Task objective →
All lines that hold the string "plow" should be copied. Find them in the listing below.

Supplied records →

========================================

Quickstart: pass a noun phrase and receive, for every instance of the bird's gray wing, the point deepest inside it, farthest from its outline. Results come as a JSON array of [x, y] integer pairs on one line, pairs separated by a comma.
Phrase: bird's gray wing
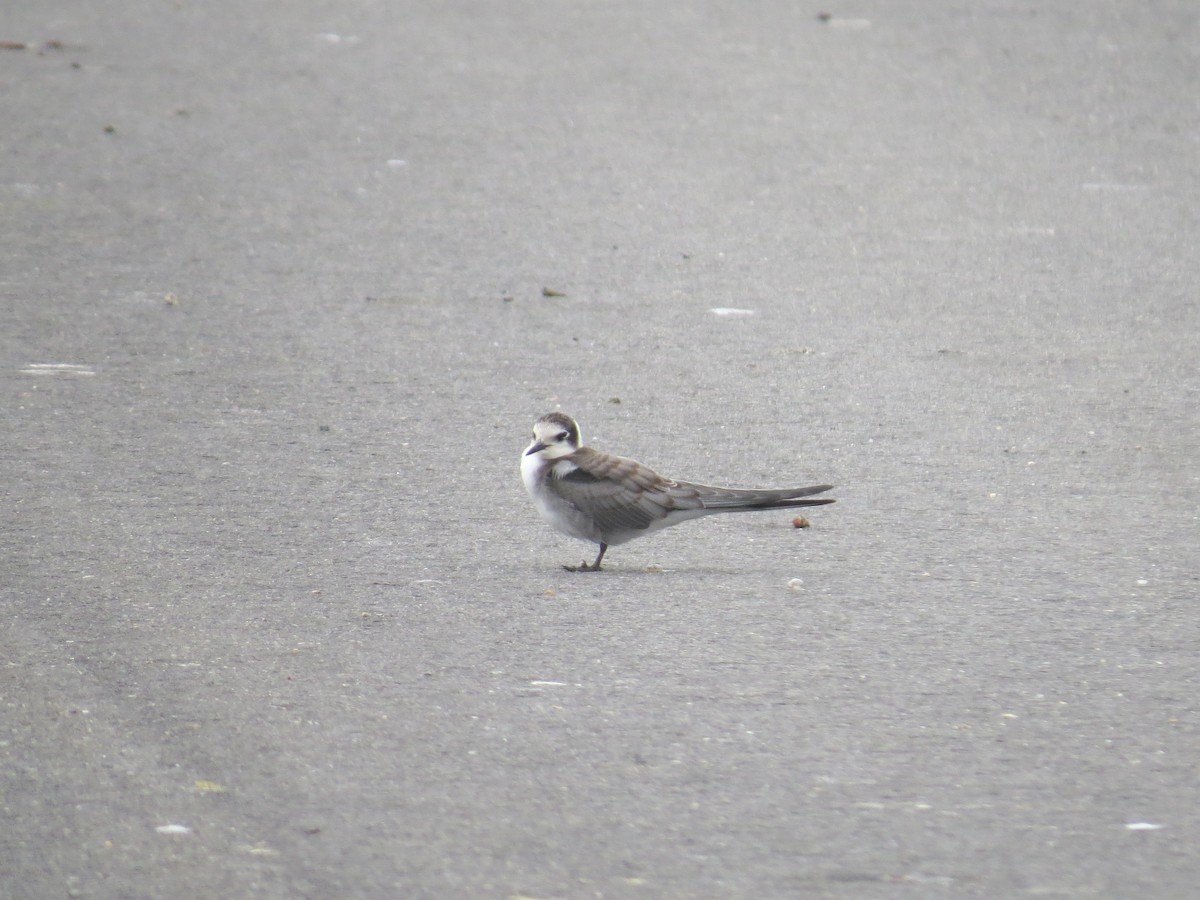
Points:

========================================

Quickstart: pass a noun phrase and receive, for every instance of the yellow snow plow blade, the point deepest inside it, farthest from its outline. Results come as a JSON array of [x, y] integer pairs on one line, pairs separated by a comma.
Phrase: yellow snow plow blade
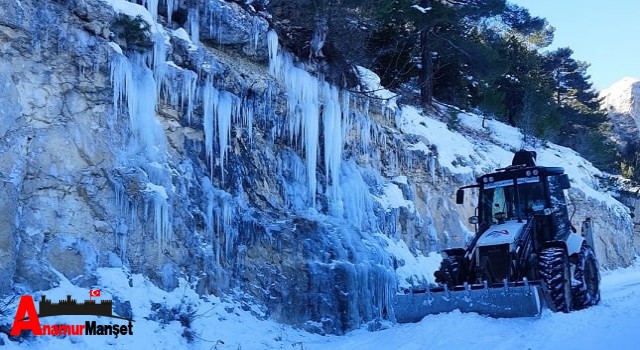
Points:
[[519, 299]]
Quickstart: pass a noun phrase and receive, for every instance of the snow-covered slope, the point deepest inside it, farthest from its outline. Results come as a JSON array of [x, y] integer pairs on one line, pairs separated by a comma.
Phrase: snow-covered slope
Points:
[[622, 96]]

========================================

Task solution →
Quickstart: pass a noun phrase and receive, for every instance of the yellow snow plow blade, the point deepest inside it, farthest from its outline. Results come as a JSON array of [x, y] integer pairs on one line, pairs separated by a comma.
Phrase: yellow snow plow blade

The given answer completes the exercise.